What is required
Render every line of the material below as a Markdown table with the columns Row and Line. Number the rows in order and omit blank lines.

Point annotation data
────────

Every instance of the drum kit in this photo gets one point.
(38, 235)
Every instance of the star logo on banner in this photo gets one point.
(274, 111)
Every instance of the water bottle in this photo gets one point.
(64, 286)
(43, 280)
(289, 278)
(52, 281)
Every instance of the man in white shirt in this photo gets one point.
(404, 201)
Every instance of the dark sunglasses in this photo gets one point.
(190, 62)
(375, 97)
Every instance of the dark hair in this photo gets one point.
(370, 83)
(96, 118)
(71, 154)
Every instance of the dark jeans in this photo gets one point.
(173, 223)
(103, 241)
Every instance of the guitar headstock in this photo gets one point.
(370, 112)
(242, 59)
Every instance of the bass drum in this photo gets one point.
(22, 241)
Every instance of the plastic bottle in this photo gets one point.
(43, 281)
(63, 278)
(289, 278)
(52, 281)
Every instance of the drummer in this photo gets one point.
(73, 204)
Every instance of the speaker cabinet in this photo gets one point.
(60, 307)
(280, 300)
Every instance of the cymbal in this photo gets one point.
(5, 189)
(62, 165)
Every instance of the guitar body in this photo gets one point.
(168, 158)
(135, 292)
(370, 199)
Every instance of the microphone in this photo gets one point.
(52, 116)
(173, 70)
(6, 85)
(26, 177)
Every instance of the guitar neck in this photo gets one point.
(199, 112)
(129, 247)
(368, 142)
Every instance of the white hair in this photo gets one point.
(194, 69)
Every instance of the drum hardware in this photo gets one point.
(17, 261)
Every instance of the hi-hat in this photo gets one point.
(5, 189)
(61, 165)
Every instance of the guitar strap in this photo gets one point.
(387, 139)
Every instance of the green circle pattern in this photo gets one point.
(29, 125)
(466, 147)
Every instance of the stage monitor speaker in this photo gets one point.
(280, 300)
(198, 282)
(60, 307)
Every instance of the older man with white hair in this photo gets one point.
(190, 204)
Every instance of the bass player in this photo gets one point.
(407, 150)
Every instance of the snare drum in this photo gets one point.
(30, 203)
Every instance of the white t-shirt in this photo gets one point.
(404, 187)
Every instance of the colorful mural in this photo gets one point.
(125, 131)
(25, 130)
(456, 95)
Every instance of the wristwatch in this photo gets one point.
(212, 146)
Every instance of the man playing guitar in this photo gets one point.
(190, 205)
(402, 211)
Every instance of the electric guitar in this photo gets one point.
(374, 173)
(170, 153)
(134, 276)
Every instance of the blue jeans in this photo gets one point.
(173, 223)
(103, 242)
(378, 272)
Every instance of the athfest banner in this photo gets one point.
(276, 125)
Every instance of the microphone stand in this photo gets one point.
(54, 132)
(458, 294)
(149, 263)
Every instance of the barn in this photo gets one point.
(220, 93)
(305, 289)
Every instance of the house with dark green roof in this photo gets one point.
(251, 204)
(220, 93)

────────

Task result
| Row | Line |
|---|---|
| 1 | Every instance of the drum kit in this photo gets one point. |
| 2 | (38, 235) |
| 3 | Every instance of the star logo on banner in this photo gets one point. |
| 4 | (274, 111) |
| 5 | Every instance of the water bottle in this photo gets one point. |
| 6 | (64, 286) |
| 7 | (43, 280) |
| 8 | (289, 278) |
| 9 | (52, 281) |
| 10 | Every instance of the man in white shirt in this photo gets one point. |
| 11 | (404, 201) |
| 12 | Every instance of the dark sunglasses in this photo gets one point. |
| 13 | (190, 62) |
| 14 | (375, 97) |
| 15 | Every instance of the dark hair in this photo gets one point. |
| 16 | (370, 83) |
| 17 | (96, 118) |
| 18 | (71, 154) |
| 19 | Every instance of the dark jeans in this photo gets one point. |
| 20 | (173, 223) |
| 21 | (103, 241) |
| 22 | Every instance of the guitar headstock in this photo gets one point. |
| 23 | (370, 112) |
| 24 | (242, 59) |
| 25 | Every instance of the bass drum in this photo gets one point. |
| 26 | (22, 241) |
| 27 | Every instance of the plastic bottle in this photo gets one point. |
| 28 | (43, 281) |
| 29 | (63, 278) |
| 30 | (289, 278) |
| 31 | (52, 281) |
| 32 | Every instance of the drummer in this photo gets one point. |
| 33 | (73, 204) |
| 34 | Every instance of the speaker cabinet in this photo gets one point. |
| 35 | (60, 307) |
| 36 | (280, 300) |
| 37 | Every instance of the cymbal in this photo gets one point. |
| 38 | (5, 189) |
| 39 | (62, 165) |
| 40 | Every instance of the guitar body in this photo gets one point. |
| 41 | (168, 158) |
| 42 | (135, 292) |
| 43 | (370, 199) |
| 44 | Every instance of the microphone in this photo gets one point. |
| 45 | (52, 116) |
| 46 | (173, 70) |
| 47 | (6, 85) |
| 48 | (26, 177) |
| 49 | Every instance of the guitar neck in this photo gets one point. |
| 50 | (199, 112) |
| 51 | (129, 247) |
| 52 | (368, 142) |
| 53 | Every instance of the white hair in this photo gets one point. |
| 54 | (194, 69) |
| 55 | Every instance of the drum hardware in this photo gets one point. |
| 56 | (17, 261) |
| 57 | Every instance of the hi-hat in this photo gets one point. |
| 58 | (5, 189) |
| 59 | (61, 165) |
| 60 | Every instance of the guitar strap in this photo gets one point. |
| 61 | (387, 139) |
| 62 | Every instance of the green circle pattern in this photo gets one point. |
| 63 | (29, 125) |
| 64 | (466, 147) |
| 65 | Every instance of the stage monitor speaker in this photo gets one point. |
| 66 | (280, 300) |
| 67 | (198, 282) |
| 68 | (60, 307) |
| 69 | Every instance of the older man with white hair in this photo gets one point. |
| 70 | (190, 204) |
| 71 | Every instance of the bass player in this photo gets one point. |
| 72 | (407, 150) |
| 73 | Every instance of the snare drum in this photo gets one point. |
| 74 | (30, 203) |
| 75 | Every instance of the white t-shirt in this photo gets one point. |
| 76 | (404, 187) |
| 77 | Every instance of the colorful mural in this photo gets one point. |
| 78 | (125, 131) |
| 79 | (25, 130) |
| 80 | (456, 95) |
| 81 | Every instance of the wristwatch in this photo gets one point. |
| 82 | (212, 146) |
| 83 | Every instance of the man playing guitar in this photo gets one point. |
| 84 | (190, 205) |
| 85 | (402, 211) |
| 86 | Every instance of the electric guitar in this photo gets one point. |
| 87 | (374, 173) |
| 88 | (170, 153) |
| 89 | (134, 276) |
| 90 | Every instance of the blue jeans in this photo gets one point. |
| 91 | (173, 223) |
| 92 | (103, 242) |
| 93 | (378, 272) |
| 94 | Every instance of the athfest banner in this photo gets one point. |
| 95 | (276, 125) |
| 96 | Every instance of the microphone stand in this photo gets one point. |
| 97 | (54, 132) |
| 98 | (458, 294) |
| 99 | (149, 263) |
| 100 | Every instance of the barn in this photo gets one point. |
| 101 | (220, 93) |
| 102 | (305, 289) |
| 103 | Every instance of the house with dark green roof in this photo gets one point. |
| 104 | (251, 204) |
| 105 | (220, 93) |